Instructions.
1. In the text on pipeline corrosion control, what other names are given to non-shielding pipeline coatings?
2. Write the next part of the text on pipeline corrosion control, picking up after its final sentence.

Each protection method is important in controlling external corrosion on pipelines and related structures. Each has a particular role, but must be used in conjunction with the others to successfully protect these structures. Nearly all companies must deal with pipeline systems that are over tens years old. Most companies have operating pipelines over fifty years old, which means the electrical isolation, the cathodic protection system and the coating systems (if used) have out lived their design life.

DESIGN

In the design phase of a project, the proper use of all these factors must be considered to control external corrosion. Electrical isolation when properly used allows the cathodic protection to be effective and economical on that part of the structure it is intended to protect and not be consumed by foreign or un-intended metal structures.

COATINGS

If coatings are properly selected and applied to the pipeline before and during construction, the amount of cathodic protection needed is considerably less. This section of the SP0169 should be stronger to provide guidance for selecting pipeline coatings for new pipe, girth welds, rehabilitation and repair. Since corrosion under disbonded coating is a major cause of external corrosion, one must consider how effective the CP system will be if the coating adhesion were to fail. Will the CP system be effective in controlling external corrosion under disbonded coating if electrolyte penetrates? Most pipeline coatings shield cathodic protection when disbondments occur. Some coating systems are non-shielding and compatible with CP if a disbondment occurs therefore the corrosion rate is significantly reduced or eliminated. Ideally, these two systems work together so that if the coating disbonds allowing ground water to contact the pipe surface the CP system will continue to function. These are called non-shielding, CP friendly, CP compatible, fail safe or partially shielding pipeline coatings.

CATHODIC PROTECTION

CP systems are designed around the coated pipeline using all the related equations and past experiences. CP current is only effective where it has a path to the pipe. Pipeline coating systems must have electrical insulating or dielectric strength in order to divert the CP current to the areas of the pipe where the coating has holidays or damage that exposes the metal to the current. Disbonded, shielding coatings do not allow sufficient current to the pipe steel therefore external corrosion becomes a problem.

Non-shielding coatings, will allow enough CP current to significantly reduce or eliminate corrosion on the pipe metal if the coating disbonds and electrolyte penetrates. This requirement has lead to the distinction between coatings that shield the pipe from the CP system and those that are classified as permeable or CP-compatible.

SHIELDING VERSUS NON-SHIELDING PIPELINE COATINGS

There have been numerous articles written about CP shielding and the corrosion problems that develop. Many articles have also been written about the value of using pipeline coatings that are non-shielding. Only a few are referenced in this article. The relative tendency of pipeline girth weld coatings to shield cathodic protection (CP) current was studied in the laboratory. A key consideration should be "Will the coating shield CP if the bond fails? '' However, all coatings experience some disbondment and, therefore, the behavior of a disbonded coating is important in the overall performance of a coating system. Even with adequate cathodic protection (CP), corrosion can occur under most disbonded coatings. With adequate CP, fusion bonded epoxies (FBE) do not totally shield CP currents ; therefore corrosion is not a major problem. However, FBE maintains its insulation properties in the presences of moisture and cathodic protection current.

Recorded data.
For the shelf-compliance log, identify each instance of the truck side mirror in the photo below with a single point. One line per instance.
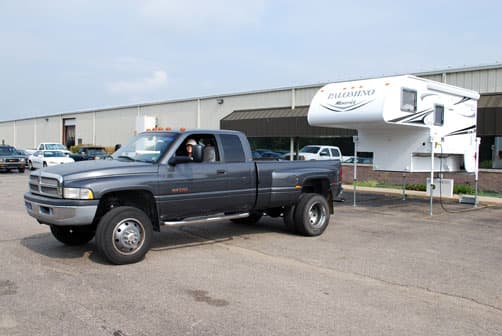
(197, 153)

==

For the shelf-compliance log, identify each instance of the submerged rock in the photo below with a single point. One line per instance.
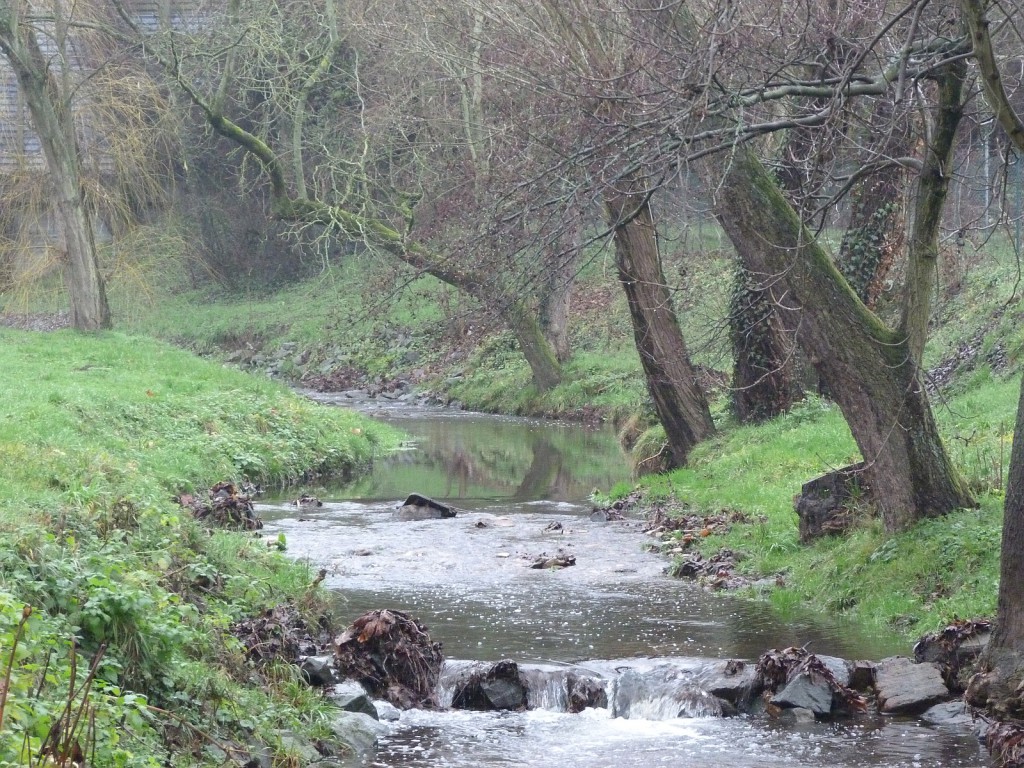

Results for each task.
1. CP friendly, CP compatible, fail safe, or partially shielding pipeline coatings.

2.
TODAY’S TECHNOLOGY

Internal line inspection tools (ILI) and External Corrosion Direct Assessment (ECDA) allows companies to see the condition of pipelines, no matter the age. In some cases, external corrosion is a significant issue. CP may not have been adequate, especially in the early days, because of a lack of knowledge, improper design and monitoring. Too many companies use CP as a “cure all” for external corrosion on coated pipelines, but find out they still have active external corrosion through ILI or ECDA. Today, inadequate CP is rarely the cause of external corrosion.

Stray currents from DC or AC sources cause corrosion problems. Shielding of the CP current by soils, rocks, and other non-conductive materials may be the reason for external corrosion. Even though the US Department of Transportation regulations call for use of ‘non-shielding coating’ most pipeline coating companies do not understand or test coatings for potential CP shielding problems. Slight water absorption only corrodes steel if the cathodic protection is not adequate, or if electrical shielding is present. The industry is beginning to recognize the importance of selecting pipeline coatings that allow CP to be effective, if there is disbondment.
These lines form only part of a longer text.